> **Task directions**: For the data below, work out the number of lines containing the string "construction" and answer with that number only.

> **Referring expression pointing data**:

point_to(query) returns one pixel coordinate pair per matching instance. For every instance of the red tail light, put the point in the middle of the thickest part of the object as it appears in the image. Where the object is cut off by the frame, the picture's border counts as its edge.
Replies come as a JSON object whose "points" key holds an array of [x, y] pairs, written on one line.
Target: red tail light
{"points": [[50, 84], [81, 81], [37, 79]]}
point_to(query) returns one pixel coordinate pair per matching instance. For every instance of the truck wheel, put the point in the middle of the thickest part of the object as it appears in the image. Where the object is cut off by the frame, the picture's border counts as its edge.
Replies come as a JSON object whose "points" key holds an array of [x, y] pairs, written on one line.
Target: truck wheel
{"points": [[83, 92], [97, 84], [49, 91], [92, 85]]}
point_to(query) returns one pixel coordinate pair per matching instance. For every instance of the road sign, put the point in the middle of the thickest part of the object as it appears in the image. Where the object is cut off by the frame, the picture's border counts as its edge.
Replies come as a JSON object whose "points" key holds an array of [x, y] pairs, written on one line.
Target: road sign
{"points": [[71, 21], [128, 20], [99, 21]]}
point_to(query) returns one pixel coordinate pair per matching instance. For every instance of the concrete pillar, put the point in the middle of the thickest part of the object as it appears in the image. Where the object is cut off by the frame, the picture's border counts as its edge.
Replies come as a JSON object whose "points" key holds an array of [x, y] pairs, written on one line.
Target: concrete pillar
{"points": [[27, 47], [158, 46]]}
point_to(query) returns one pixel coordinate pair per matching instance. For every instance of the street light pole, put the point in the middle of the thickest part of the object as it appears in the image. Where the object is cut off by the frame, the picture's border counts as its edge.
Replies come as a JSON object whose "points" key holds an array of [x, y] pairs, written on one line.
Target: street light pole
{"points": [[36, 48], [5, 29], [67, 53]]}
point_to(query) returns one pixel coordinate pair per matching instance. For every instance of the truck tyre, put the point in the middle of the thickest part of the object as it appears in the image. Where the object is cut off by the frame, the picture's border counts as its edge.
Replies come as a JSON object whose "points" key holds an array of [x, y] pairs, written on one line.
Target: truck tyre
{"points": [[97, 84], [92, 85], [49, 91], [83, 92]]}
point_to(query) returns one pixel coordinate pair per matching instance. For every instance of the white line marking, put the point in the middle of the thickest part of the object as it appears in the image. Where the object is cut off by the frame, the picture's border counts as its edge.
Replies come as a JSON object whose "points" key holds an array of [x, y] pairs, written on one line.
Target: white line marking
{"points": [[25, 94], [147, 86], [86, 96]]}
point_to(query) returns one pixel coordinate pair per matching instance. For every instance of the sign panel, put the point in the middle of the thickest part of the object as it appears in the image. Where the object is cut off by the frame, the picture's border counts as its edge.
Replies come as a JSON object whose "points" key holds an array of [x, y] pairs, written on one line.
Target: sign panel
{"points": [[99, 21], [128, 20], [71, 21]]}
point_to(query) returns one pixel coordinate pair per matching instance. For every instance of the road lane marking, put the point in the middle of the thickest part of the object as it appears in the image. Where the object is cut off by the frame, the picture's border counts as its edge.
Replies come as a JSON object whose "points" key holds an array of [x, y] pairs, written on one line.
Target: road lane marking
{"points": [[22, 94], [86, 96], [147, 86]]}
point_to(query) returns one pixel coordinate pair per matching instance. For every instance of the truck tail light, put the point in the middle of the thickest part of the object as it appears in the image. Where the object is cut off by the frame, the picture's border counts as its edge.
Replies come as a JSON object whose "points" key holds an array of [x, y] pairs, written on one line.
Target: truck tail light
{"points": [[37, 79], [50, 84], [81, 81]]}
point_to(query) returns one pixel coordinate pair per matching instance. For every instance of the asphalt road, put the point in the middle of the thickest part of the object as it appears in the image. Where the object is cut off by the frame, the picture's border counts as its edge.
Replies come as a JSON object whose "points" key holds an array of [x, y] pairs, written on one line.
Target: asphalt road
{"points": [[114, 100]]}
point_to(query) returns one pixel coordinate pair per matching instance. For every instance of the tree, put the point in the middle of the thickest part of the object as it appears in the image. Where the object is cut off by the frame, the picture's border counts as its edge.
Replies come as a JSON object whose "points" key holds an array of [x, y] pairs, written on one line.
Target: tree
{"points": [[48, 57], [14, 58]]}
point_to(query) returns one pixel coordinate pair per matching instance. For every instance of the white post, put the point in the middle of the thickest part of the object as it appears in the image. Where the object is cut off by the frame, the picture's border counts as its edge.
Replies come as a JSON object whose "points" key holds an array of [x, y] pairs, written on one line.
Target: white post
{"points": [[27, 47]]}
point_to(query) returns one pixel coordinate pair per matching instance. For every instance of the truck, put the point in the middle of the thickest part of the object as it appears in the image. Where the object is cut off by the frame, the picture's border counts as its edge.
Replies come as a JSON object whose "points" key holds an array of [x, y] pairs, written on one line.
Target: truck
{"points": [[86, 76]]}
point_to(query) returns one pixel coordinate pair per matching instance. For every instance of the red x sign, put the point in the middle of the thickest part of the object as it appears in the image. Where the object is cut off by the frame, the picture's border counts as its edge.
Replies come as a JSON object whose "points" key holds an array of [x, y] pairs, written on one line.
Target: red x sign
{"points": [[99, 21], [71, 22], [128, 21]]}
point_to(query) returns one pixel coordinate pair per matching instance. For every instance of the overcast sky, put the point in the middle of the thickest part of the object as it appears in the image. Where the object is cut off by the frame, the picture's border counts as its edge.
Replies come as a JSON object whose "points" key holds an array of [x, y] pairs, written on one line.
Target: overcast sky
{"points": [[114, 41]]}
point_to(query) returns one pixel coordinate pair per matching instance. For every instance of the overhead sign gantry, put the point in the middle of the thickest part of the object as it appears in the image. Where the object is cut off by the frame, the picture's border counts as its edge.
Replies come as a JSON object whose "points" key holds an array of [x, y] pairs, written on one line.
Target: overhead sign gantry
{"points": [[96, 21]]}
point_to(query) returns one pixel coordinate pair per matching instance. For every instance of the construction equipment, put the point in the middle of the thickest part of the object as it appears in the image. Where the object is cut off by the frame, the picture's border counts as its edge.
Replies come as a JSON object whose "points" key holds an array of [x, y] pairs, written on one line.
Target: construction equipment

> **Finished exercise**: 2